◆ **What this task involves**: Locate each line of the data below that contains the string "output", with case counting, and copy those lines.
*** Listing
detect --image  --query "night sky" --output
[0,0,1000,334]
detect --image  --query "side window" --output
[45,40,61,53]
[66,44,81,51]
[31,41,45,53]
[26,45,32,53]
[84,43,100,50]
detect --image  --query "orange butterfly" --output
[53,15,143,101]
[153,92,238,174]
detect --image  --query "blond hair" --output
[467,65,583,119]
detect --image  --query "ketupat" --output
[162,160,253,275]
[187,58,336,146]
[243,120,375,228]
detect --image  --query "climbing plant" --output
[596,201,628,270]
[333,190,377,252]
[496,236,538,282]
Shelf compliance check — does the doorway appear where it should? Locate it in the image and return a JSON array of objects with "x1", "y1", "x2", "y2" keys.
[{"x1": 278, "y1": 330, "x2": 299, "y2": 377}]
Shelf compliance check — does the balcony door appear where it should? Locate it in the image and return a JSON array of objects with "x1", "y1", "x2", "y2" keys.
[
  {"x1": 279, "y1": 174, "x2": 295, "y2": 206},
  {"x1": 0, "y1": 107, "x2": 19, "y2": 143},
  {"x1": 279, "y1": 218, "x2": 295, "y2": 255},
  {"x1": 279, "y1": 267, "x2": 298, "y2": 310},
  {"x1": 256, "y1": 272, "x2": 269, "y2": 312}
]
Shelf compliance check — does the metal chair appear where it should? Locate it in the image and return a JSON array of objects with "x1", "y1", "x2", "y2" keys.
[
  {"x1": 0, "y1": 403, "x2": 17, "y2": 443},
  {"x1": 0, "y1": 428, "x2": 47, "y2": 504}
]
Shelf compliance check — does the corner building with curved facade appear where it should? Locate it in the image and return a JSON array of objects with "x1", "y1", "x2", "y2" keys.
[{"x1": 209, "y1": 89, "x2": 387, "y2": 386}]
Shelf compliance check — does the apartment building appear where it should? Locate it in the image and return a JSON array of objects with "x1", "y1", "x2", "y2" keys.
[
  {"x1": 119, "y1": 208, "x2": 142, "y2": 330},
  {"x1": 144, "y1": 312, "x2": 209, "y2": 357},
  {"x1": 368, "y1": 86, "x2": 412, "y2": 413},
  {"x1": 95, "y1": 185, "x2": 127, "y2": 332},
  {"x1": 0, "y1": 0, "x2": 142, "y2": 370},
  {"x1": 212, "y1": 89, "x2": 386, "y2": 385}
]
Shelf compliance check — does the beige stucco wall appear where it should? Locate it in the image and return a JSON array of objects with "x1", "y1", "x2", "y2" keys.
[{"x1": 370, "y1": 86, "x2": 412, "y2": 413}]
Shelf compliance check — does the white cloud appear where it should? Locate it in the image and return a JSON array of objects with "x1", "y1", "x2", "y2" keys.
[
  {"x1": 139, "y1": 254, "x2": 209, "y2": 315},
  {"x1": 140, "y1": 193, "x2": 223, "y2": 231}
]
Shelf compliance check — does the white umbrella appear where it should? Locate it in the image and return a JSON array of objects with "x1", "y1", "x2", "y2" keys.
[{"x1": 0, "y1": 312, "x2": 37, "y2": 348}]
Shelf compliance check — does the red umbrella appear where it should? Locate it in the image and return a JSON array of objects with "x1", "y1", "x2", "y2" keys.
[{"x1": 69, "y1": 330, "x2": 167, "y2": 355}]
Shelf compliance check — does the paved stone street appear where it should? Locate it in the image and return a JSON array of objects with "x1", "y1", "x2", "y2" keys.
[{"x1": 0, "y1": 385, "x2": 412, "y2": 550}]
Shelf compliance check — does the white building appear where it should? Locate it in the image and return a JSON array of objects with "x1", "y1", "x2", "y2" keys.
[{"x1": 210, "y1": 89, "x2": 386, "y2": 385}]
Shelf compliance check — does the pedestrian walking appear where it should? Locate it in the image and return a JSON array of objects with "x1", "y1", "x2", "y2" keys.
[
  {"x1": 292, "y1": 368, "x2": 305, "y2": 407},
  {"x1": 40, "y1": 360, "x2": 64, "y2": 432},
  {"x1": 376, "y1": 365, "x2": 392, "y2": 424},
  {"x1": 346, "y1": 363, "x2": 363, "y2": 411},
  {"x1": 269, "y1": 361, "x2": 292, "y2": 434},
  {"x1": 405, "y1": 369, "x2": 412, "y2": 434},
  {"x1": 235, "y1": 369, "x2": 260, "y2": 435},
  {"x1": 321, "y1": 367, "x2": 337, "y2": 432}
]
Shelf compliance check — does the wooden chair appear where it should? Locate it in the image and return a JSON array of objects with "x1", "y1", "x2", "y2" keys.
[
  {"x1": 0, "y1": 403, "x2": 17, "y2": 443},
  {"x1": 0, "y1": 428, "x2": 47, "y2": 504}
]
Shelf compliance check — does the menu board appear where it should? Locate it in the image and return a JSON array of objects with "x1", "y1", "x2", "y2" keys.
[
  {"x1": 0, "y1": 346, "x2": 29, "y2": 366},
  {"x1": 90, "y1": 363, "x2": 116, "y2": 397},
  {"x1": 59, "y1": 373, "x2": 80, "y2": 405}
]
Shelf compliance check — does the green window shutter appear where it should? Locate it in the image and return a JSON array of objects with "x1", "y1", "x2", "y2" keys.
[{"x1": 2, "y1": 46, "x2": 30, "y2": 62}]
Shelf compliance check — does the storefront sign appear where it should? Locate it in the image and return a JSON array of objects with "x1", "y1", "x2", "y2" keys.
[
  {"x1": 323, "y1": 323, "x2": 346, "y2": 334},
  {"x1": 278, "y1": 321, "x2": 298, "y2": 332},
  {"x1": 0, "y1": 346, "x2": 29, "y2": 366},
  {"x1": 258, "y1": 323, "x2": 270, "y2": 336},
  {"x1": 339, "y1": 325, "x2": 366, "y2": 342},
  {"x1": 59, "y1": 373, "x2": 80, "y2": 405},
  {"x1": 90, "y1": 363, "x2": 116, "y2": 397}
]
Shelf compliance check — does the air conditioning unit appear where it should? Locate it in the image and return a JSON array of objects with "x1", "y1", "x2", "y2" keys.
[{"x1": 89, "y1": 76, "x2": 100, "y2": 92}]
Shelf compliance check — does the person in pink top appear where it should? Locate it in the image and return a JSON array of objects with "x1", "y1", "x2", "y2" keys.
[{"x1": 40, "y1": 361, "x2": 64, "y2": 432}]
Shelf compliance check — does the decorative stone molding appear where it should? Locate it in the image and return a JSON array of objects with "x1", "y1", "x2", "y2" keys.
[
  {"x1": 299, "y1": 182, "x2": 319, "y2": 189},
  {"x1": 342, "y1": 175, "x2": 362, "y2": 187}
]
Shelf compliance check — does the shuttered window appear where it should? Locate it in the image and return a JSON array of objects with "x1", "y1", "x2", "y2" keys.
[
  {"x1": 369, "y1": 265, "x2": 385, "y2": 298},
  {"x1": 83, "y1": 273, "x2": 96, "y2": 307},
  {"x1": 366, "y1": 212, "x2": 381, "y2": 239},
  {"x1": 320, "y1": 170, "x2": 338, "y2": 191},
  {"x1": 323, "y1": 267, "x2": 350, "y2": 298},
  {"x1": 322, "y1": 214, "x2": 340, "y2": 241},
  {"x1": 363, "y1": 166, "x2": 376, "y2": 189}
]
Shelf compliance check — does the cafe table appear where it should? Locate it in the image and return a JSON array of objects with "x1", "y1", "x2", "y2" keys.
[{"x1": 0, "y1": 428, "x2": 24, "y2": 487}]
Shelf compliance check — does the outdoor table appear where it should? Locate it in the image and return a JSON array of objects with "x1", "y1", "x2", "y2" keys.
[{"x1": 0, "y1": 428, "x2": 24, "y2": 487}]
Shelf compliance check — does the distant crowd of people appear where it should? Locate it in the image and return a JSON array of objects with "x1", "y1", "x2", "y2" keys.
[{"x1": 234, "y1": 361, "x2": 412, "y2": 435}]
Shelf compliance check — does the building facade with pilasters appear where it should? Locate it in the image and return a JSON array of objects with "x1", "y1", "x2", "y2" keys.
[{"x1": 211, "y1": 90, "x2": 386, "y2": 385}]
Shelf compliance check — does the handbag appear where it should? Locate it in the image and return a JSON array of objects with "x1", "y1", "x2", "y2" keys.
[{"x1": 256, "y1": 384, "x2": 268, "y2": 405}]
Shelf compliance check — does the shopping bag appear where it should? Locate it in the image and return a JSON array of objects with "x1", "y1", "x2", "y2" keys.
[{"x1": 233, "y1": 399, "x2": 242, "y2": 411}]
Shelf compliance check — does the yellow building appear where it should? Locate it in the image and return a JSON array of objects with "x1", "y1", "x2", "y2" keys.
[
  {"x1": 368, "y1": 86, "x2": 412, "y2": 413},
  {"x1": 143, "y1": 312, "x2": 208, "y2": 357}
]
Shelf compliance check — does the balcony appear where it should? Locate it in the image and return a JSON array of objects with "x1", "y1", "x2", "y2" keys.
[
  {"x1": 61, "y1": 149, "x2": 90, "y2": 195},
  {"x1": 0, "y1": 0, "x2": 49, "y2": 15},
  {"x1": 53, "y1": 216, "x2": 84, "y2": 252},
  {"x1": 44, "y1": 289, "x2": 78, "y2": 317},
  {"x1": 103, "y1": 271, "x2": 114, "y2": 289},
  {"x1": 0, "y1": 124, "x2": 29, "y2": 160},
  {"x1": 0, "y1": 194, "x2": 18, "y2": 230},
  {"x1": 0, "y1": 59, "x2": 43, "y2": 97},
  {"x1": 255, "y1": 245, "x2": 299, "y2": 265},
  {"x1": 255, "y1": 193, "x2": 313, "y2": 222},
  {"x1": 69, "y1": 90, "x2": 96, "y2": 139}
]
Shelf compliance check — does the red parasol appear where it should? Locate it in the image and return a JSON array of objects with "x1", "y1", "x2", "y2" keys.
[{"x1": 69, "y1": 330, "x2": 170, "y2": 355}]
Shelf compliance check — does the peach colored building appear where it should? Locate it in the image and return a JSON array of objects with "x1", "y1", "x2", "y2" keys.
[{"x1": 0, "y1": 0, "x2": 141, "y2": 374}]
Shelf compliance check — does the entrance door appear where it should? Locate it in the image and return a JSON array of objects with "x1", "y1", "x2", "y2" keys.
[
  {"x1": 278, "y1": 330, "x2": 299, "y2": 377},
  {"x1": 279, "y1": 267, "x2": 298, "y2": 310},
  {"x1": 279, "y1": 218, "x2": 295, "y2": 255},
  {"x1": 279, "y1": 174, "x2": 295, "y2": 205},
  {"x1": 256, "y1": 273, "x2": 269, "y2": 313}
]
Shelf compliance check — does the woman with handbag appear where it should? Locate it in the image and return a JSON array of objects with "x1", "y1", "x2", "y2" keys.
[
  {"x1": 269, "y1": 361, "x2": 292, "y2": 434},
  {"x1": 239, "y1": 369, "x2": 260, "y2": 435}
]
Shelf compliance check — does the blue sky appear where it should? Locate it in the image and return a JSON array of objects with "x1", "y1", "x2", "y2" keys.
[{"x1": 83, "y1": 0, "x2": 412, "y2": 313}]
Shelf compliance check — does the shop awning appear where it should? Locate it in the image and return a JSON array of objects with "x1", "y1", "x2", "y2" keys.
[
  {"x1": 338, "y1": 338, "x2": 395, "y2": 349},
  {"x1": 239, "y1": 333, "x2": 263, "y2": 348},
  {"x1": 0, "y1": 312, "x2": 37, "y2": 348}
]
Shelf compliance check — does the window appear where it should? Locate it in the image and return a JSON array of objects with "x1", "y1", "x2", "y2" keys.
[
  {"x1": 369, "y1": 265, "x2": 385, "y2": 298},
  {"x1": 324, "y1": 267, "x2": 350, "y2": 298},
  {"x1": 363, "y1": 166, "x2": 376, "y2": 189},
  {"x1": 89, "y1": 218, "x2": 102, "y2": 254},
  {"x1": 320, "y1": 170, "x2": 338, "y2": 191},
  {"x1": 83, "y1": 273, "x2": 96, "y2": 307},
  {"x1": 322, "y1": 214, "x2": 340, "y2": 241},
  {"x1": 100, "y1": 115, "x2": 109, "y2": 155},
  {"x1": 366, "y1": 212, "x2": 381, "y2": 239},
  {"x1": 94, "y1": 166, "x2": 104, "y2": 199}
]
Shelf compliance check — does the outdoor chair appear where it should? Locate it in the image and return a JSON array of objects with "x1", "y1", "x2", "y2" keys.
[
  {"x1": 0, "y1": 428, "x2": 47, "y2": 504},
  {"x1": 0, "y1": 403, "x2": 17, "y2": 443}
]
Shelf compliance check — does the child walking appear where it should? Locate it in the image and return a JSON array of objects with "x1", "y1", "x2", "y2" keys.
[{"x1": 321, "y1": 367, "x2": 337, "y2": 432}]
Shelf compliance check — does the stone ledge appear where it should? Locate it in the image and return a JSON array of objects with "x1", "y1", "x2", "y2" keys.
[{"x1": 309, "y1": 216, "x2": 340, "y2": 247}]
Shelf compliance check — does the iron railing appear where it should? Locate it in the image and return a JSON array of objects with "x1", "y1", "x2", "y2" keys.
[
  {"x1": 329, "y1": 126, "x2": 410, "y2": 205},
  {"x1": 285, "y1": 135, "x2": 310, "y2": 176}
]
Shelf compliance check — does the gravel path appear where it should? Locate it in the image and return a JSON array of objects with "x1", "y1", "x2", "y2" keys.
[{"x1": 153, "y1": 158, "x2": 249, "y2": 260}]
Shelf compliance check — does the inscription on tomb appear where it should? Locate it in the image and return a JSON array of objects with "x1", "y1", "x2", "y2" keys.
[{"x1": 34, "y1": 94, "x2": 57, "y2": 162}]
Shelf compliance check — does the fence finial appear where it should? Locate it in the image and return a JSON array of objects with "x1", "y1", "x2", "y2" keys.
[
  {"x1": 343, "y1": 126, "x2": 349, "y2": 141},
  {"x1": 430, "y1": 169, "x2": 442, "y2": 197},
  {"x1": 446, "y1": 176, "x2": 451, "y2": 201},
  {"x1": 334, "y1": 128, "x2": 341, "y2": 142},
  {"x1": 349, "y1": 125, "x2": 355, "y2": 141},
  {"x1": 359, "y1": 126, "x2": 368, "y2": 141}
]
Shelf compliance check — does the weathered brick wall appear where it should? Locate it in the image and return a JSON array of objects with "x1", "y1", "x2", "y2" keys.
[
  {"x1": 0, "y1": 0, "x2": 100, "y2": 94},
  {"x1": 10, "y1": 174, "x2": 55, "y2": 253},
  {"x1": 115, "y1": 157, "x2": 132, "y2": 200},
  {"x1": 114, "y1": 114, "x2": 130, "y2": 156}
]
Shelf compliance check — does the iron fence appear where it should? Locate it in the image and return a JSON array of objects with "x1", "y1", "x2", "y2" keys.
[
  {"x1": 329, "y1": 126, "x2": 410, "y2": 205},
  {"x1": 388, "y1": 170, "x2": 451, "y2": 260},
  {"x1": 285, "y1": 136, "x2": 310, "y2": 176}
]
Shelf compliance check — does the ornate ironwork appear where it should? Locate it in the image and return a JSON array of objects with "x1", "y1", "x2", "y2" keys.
******
◆ **Expected answer**:
detect --image  --query "night sky" --output
detect --image  --query "side window" --output
detect --image  --query "orange butterfly" --output
detect --image  --query "blond hair" --output
detect --image  --query "ketupat" --output
detect --image  --query "climbing plant" --output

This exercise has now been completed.